Text extract

Many say wages have not kept up with the rising costs of energy, food, and rent.
The first problem is the polarisation. If people that are perceived to be Democrats call out a general strike, 50 percent won’t participate. Vice versa if perceived GOP does this. The polarisation and politicisation of every topic is what stops you from organising effectively.
Ha, like either of them would ever do that
It’s not a both-sides thing. The right hates the left for identitarian reasons. We are the “other” and must always be hated. If the left takes a position, the right will oppose it, even if they supported it first. The left hates the right for their ideological reasons that would be largely irrelevant if the right actually called a general strike.
Sorry I did not mean to both-side it. I am well aware that a union push will never come from the GOP. The main point was that because everything has become politicized there are no independent voices that can call for a national strike. If you want to dive deeper into why all is politicised you obviously come back to the conservative sphere (FOX, etc), so this is definitely not a both sides are bad argument.
That logic really falls apparent when you consider that GOP is the one pushing unions out.
You make it sound like both parties have a strategy to help the workers… no… only one does.
Part of one at best. Certainly not its leadership.
This is also very evident in the reactions to the election. Trump and the GOP were all screaming and hollering about election fraud right up until it looked like they wound win. Then crickets. Everyone is in only when their own team is winning.
The first problem is people looking for problems, instead of signing up or lending support. You are the real problem.
Tell that to the Democrat Governor in NC who’s surrounded by wolves, gridlocking the whole state to a standstill year to year so nobody gets what they want.

Recorded information
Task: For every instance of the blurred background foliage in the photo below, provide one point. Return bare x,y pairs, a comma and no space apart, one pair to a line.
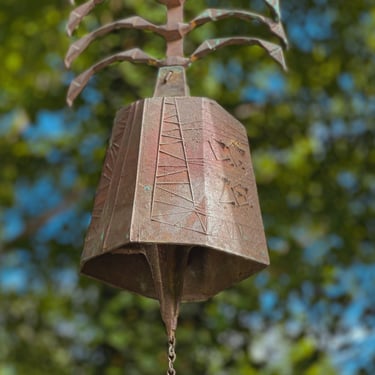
312,138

Exercise requirements
Revise everything in the general strike discussion from "Part of one" down to "team is winning.", putting "silence" in place of "crickets".

Finished answer
Part of one at best. Certainly not its leadership.
This is also very evident in the reactions to the election. Trump and the GOP were all screaming and hollering about election fraud right up until it looked like they wound win. Then silence. Everyone is in only when their own team is winning.